Task data -
——
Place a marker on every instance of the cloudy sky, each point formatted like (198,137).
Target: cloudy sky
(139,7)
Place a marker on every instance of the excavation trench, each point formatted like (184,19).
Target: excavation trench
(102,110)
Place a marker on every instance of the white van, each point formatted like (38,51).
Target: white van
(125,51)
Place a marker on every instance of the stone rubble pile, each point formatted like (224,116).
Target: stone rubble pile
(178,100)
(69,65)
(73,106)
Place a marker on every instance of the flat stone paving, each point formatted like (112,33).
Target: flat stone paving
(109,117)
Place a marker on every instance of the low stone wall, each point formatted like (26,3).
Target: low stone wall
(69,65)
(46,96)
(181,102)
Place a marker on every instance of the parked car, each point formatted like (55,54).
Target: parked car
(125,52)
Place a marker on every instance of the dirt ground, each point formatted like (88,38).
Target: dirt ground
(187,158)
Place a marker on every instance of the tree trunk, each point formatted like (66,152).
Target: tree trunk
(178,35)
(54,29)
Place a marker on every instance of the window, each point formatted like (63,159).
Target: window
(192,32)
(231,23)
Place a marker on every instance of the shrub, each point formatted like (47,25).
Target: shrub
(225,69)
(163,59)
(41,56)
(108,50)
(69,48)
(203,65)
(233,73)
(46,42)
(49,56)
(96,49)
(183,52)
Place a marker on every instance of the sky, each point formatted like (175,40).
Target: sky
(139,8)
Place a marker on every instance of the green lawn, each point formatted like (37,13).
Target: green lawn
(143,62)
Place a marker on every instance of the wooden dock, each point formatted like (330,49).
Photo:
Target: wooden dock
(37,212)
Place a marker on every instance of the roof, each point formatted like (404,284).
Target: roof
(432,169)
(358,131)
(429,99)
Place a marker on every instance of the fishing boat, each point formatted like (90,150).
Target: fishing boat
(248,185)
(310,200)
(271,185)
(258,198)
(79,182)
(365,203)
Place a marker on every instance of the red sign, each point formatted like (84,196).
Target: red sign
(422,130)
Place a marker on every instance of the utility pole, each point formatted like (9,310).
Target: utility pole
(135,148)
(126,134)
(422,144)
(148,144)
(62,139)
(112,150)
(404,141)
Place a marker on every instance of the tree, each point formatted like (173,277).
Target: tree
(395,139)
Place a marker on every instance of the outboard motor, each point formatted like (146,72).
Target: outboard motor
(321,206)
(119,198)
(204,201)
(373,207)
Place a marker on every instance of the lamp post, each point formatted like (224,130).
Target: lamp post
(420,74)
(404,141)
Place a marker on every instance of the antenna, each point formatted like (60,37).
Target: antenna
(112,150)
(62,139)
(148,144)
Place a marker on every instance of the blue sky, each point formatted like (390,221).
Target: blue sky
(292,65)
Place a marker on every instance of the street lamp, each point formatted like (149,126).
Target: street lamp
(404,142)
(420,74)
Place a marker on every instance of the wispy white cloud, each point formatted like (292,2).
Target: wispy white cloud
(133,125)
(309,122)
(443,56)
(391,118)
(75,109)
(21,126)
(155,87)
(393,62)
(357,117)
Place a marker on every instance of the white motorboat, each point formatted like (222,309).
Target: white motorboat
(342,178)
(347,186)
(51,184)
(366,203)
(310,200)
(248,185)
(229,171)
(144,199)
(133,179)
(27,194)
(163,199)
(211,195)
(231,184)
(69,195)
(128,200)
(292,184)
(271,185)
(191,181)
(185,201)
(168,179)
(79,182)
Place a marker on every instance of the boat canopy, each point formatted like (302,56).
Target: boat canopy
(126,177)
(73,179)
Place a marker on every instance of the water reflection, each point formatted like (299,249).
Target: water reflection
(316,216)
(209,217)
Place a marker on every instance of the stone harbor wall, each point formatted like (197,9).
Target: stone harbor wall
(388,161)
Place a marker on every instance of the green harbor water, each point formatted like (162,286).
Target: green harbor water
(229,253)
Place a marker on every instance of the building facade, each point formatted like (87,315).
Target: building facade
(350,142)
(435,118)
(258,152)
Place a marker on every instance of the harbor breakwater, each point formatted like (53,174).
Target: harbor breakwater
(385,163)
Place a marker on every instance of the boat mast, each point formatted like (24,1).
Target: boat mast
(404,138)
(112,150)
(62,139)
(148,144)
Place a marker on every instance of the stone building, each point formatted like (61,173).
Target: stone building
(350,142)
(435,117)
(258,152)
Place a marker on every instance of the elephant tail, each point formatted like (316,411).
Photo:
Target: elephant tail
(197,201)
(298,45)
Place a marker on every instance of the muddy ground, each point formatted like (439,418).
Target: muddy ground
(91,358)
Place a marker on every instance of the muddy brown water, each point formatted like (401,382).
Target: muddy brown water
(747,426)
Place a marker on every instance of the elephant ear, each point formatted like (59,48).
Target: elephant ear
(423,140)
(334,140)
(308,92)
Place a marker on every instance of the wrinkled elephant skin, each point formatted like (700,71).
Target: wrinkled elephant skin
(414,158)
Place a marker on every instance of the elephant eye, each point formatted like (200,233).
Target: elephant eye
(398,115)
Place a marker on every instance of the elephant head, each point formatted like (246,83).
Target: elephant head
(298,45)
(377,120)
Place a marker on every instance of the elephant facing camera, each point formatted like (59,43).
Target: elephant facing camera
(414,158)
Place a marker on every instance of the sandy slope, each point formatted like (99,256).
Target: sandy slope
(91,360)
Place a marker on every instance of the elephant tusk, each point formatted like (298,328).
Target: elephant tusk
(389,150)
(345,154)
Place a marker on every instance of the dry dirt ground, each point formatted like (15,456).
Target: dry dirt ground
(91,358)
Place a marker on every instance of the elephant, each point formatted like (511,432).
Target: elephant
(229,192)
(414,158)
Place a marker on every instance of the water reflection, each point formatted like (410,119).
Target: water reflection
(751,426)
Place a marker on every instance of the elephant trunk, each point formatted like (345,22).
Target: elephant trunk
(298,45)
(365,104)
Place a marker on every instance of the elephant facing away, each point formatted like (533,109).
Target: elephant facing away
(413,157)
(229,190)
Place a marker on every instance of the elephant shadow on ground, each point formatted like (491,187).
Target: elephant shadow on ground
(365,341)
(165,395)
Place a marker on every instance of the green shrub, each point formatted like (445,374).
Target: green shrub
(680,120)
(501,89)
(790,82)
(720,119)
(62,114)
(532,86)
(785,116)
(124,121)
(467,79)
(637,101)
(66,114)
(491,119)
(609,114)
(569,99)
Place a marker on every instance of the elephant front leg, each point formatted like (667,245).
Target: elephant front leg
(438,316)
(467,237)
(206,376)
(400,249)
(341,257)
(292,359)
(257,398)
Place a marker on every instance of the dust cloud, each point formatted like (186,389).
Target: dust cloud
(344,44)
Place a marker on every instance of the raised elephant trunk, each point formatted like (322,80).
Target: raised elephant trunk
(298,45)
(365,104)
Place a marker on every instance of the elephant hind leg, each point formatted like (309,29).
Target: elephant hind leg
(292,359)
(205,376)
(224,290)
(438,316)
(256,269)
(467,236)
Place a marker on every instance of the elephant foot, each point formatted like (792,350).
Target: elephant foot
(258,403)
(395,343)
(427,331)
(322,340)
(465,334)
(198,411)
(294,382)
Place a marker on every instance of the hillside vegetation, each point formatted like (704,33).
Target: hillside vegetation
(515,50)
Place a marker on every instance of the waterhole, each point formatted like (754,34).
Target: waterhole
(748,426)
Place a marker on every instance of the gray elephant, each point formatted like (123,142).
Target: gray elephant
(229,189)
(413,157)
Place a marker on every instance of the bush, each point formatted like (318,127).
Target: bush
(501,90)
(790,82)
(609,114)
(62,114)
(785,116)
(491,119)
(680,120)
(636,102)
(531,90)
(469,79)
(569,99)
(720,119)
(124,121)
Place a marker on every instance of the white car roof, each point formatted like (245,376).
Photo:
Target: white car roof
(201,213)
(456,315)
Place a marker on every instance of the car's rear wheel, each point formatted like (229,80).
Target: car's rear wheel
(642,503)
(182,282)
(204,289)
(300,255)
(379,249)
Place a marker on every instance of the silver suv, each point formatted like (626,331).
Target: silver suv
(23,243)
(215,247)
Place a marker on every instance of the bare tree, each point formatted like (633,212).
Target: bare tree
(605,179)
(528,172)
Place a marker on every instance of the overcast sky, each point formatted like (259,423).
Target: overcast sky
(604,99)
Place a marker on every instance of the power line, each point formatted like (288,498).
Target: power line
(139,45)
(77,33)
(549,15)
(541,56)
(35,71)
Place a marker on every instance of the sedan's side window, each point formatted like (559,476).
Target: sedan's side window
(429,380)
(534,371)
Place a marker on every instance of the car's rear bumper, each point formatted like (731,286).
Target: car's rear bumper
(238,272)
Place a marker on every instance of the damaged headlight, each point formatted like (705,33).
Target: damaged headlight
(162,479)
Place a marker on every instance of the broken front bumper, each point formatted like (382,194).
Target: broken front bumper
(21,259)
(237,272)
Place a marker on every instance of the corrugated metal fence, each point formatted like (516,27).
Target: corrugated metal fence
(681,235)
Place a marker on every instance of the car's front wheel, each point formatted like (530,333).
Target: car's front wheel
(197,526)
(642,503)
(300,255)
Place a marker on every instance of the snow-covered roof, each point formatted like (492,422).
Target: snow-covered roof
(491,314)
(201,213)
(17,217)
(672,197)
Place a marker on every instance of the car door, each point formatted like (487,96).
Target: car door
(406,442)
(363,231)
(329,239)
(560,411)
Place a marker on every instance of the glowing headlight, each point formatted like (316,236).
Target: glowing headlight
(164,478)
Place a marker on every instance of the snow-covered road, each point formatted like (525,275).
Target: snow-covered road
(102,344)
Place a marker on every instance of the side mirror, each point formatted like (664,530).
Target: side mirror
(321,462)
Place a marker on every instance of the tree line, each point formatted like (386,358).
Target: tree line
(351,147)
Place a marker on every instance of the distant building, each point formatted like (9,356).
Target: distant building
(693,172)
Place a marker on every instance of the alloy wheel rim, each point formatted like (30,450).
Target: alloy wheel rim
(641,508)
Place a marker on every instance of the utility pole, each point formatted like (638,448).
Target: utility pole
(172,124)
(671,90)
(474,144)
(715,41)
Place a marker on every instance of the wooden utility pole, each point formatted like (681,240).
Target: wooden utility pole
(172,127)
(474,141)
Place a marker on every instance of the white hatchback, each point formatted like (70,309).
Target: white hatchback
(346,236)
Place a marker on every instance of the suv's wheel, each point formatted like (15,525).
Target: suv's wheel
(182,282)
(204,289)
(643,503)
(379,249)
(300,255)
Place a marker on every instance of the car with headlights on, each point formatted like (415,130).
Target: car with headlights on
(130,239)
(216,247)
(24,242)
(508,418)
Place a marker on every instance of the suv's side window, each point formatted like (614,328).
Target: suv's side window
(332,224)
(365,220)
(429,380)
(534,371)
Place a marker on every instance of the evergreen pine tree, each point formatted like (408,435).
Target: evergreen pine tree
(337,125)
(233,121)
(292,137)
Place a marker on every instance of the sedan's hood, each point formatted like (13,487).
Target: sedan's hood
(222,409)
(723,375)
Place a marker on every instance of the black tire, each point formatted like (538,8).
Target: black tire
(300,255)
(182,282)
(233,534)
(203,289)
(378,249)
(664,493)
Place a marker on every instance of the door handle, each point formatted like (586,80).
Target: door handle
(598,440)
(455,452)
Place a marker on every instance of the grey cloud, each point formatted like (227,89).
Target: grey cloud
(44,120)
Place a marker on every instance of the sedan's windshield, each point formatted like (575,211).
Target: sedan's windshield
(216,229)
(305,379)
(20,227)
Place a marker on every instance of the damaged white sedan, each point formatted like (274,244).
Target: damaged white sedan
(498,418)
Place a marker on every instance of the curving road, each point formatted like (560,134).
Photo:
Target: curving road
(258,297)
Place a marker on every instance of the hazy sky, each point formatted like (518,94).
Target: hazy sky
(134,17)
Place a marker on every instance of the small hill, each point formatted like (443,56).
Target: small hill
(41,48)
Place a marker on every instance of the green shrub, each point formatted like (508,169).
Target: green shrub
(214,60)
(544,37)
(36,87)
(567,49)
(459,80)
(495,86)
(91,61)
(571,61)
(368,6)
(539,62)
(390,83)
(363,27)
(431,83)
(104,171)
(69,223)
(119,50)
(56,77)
——
Task item -
Output should match, line for line, the stretch of the material above from the line holding "Place a marker on every instance of the green lawn, each" through the line holding "Place a marker on every instance of the white motorboat, each".

Written reply -
Place a marker on every instance of the green lawn, each point formatted like (37,13).
Target: green lawn
(143,62)
Place a marker on every instance of the wooden dock, each point formatted like (330,49).
Photo:
Target: wooden dock
(37,212)
Place a marker on every instance of the roof, each point formatted like (404,284).
Target: roof
(432,169)
(358,131)
(429,99)
Place a marker on every instance of the fishing boat, each point formatted like (90,150).
Target: fishing boat
(248,185)
(310,200)
(271,185)
(258,198)
(79,182)
(365,203)
Place a marker on every instance of the red sign, each point formatted like (84,196).
Target: red sign
(422,130)
Place a marker on every instance of the utility pole, each point formatted like (9,310).
Target: utility pole
(135,148)
(126,134)
(422,144)
(148,144)
(62,139)
(112,150)
(404,141)
Place a marker on every instance of the tree, each point formatted like (173,277).
Target: tree
(395,139)
Place a marker on every instance of the outboard motor, each point formatted like (146,72).
Target: outboard motor
(321,206)
(119,198)
(204,201)
(373,207)
Place a marker on every instance of the lamp post, each point formatted like (224,130).
Target: lamp post
(420,74)
(404,141)
Place a marker on every instance of the antenna, each point formatted like (60,37).
Target: antenna
(112,150)
(62,139)
(148,144)
Place a marker on every instance of the blue sky, each point formatted like (390,221).
Target: blue sky
(292,65)
Place a marker on every instance of the street lamp, each point formatted like (149,126).
Target: street lamp
(404,142)
(420,74)
Place a marker on every instance of the wispy white cloud, each point formatted like (292,2).
Target: wispy white cloud
(133,125)
(309,122)
(443,56)
(391,118)
(75,109)
(21,126)
(155,87)
(393,62)
(357,117)
Place a marker on every instance of the white motorboat, each point formatted like (222,309).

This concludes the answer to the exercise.